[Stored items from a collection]
****

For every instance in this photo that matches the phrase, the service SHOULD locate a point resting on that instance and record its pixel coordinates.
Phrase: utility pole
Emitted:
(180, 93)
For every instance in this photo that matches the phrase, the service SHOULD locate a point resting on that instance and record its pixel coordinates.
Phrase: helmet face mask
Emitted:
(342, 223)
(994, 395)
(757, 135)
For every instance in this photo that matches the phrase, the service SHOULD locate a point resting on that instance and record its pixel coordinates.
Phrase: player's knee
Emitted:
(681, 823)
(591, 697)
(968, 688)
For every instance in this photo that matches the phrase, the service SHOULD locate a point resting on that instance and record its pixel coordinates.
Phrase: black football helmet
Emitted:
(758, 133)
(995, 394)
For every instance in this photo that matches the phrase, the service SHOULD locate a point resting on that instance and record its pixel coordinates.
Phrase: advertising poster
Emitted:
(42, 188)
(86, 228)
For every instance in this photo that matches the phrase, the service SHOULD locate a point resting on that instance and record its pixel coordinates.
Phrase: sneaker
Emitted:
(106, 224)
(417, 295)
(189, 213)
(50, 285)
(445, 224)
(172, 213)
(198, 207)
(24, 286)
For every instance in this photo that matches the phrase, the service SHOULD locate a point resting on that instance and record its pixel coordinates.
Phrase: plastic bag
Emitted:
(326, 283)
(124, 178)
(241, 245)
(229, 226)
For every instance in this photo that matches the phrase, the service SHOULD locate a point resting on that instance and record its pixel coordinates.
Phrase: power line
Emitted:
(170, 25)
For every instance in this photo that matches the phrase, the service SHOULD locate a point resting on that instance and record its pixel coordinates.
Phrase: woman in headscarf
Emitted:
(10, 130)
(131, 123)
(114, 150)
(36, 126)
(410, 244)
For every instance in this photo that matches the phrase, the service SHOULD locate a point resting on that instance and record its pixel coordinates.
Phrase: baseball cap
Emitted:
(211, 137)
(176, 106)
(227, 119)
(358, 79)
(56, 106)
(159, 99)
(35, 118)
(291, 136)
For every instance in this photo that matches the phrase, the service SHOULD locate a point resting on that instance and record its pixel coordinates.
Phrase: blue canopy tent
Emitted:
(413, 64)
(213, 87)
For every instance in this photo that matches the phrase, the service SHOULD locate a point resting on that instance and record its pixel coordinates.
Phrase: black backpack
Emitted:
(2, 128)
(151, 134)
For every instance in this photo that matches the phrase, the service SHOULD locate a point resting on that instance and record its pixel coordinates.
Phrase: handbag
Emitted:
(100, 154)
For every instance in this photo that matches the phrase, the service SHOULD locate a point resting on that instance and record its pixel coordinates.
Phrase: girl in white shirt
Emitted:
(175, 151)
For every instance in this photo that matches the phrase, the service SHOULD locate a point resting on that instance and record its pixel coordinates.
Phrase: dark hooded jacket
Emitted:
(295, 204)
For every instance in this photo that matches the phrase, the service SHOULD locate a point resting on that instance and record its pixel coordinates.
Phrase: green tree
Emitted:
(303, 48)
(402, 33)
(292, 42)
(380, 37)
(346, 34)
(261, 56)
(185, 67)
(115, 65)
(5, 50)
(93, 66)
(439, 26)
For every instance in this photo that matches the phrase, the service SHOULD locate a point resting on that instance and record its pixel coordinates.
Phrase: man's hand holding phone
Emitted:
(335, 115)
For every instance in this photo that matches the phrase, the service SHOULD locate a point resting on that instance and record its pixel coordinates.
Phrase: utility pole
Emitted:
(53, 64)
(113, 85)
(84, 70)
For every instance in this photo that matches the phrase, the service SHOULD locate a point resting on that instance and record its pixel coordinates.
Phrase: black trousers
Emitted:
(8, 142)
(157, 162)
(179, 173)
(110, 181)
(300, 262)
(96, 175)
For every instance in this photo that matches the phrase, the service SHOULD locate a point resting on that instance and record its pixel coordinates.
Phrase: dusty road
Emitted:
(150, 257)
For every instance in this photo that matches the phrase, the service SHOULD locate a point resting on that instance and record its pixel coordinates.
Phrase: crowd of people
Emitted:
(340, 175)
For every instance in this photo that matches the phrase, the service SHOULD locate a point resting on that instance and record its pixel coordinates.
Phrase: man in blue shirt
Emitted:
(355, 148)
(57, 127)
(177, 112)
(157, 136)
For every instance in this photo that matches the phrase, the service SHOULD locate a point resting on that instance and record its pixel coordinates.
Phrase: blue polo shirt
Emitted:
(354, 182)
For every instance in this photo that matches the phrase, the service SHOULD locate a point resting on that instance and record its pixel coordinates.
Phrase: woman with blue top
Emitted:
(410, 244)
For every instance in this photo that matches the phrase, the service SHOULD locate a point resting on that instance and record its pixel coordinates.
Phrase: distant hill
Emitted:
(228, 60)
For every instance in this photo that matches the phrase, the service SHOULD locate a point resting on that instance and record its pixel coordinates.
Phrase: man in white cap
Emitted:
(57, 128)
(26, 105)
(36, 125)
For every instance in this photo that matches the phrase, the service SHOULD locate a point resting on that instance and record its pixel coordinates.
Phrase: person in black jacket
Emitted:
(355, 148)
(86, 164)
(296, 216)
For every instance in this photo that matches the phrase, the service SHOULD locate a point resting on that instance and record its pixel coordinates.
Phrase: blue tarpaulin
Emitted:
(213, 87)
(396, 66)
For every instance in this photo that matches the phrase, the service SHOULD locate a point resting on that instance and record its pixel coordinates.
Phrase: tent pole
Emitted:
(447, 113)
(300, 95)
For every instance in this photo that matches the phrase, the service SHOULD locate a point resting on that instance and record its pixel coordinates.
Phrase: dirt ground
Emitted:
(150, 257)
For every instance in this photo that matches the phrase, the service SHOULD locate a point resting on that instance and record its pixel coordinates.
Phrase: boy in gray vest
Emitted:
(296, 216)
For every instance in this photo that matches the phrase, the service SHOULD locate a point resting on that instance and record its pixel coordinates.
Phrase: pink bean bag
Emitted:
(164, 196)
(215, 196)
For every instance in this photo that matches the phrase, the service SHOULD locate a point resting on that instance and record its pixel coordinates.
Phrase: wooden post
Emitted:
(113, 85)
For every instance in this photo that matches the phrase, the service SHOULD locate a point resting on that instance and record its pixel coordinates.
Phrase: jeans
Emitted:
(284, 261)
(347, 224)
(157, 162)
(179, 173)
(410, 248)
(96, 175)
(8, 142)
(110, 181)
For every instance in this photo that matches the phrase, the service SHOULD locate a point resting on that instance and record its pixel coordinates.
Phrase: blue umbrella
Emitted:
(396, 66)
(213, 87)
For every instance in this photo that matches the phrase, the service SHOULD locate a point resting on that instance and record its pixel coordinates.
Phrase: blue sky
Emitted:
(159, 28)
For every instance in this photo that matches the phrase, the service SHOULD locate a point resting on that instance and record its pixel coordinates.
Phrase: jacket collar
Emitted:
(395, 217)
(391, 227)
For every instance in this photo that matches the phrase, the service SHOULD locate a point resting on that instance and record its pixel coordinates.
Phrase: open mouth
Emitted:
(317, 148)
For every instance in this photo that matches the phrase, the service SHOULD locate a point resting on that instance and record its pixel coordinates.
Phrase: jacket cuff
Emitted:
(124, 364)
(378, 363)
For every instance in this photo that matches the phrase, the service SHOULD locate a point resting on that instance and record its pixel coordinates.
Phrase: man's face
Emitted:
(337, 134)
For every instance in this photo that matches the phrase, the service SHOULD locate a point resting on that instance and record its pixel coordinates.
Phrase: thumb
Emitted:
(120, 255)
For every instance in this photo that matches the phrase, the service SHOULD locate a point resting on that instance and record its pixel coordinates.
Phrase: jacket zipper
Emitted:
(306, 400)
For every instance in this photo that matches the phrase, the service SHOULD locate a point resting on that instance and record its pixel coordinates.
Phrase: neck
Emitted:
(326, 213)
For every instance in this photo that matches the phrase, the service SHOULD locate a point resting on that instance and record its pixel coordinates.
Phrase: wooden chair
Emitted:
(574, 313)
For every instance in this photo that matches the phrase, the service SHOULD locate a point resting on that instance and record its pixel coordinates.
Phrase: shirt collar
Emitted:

****

Only the lines that contain the string "woman" should be copied from the entries above.

Phrase: woman in headscarf
Phrase: woman with blue top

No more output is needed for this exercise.